Saved data entries:
-- -- --

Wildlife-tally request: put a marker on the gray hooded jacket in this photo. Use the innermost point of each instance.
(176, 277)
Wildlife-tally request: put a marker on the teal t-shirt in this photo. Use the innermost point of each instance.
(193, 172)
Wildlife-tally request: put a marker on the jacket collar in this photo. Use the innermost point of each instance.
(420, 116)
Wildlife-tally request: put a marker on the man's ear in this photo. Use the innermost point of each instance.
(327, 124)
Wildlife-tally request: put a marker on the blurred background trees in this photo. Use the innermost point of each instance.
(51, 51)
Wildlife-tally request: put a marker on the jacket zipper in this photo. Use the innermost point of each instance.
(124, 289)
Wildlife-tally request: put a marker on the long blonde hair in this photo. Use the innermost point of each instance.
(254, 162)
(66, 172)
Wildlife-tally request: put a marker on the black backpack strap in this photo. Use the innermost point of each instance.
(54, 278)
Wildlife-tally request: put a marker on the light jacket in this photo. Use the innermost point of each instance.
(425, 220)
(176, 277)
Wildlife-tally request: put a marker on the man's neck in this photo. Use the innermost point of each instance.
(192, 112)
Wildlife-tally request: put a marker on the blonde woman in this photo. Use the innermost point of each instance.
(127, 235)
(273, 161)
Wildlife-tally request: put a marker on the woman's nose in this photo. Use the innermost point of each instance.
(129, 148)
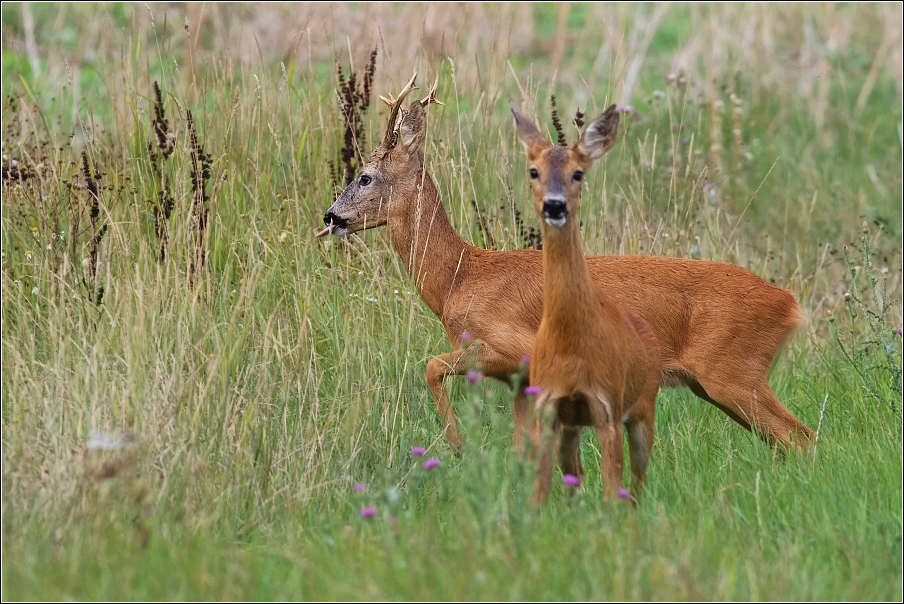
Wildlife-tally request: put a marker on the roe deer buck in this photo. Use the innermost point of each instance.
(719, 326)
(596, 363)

-- -- --

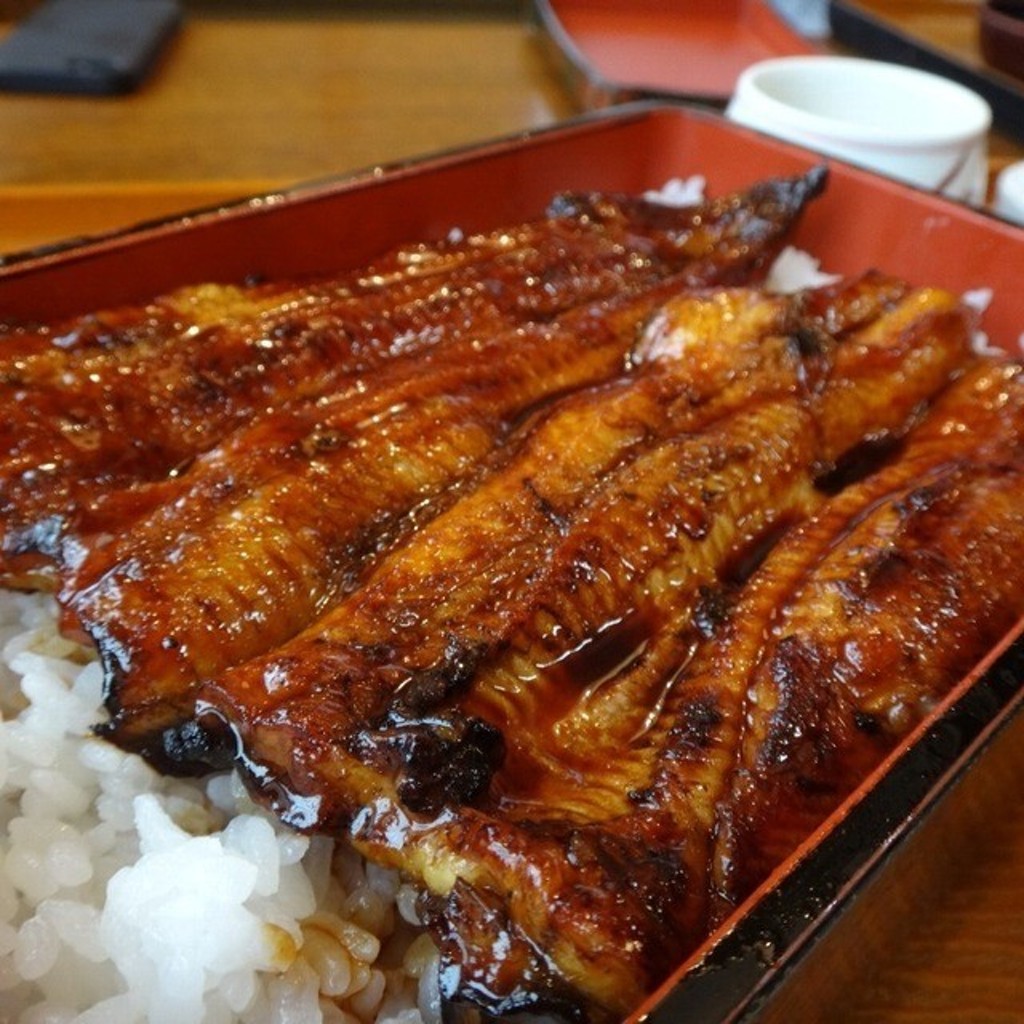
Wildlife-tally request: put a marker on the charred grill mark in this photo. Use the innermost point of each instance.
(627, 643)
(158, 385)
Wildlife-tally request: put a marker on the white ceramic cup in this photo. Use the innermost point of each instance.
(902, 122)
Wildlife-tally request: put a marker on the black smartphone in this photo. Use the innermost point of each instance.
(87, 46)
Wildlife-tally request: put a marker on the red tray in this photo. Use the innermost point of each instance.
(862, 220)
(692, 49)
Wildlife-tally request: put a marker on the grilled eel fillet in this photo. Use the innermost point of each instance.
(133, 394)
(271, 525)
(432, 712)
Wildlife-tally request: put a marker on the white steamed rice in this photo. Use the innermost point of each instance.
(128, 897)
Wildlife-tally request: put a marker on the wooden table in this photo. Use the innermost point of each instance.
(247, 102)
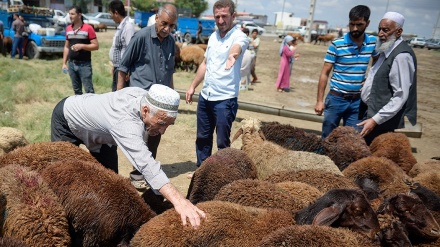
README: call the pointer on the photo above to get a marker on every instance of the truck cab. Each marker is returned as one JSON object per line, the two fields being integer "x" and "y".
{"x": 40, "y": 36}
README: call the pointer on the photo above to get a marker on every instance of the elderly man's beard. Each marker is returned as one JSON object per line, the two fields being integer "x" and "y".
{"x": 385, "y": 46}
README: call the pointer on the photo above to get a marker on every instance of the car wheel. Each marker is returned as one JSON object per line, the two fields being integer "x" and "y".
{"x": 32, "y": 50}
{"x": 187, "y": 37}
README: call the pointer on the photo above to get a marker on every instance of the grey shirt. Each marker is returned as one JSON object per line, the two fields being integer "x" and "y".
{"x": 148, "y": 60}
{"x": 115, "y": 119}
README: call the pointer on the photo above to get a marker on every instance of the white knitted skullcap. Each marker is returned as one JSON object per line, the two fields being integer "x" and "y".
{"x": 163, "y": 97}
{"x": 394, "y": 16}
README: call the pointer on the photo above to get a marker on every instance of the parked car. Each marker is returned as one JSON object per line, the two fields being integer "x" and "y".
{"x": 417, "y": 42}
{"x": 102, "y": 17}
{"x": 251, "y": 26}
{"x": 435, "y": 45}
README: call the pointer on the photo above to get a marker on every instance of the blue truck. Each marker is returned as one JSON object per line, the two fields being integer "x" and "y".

-- -- --

What you have to do: How many lines of the entries above contain the word "woman"? Give only the number.

Answer to this problem: 2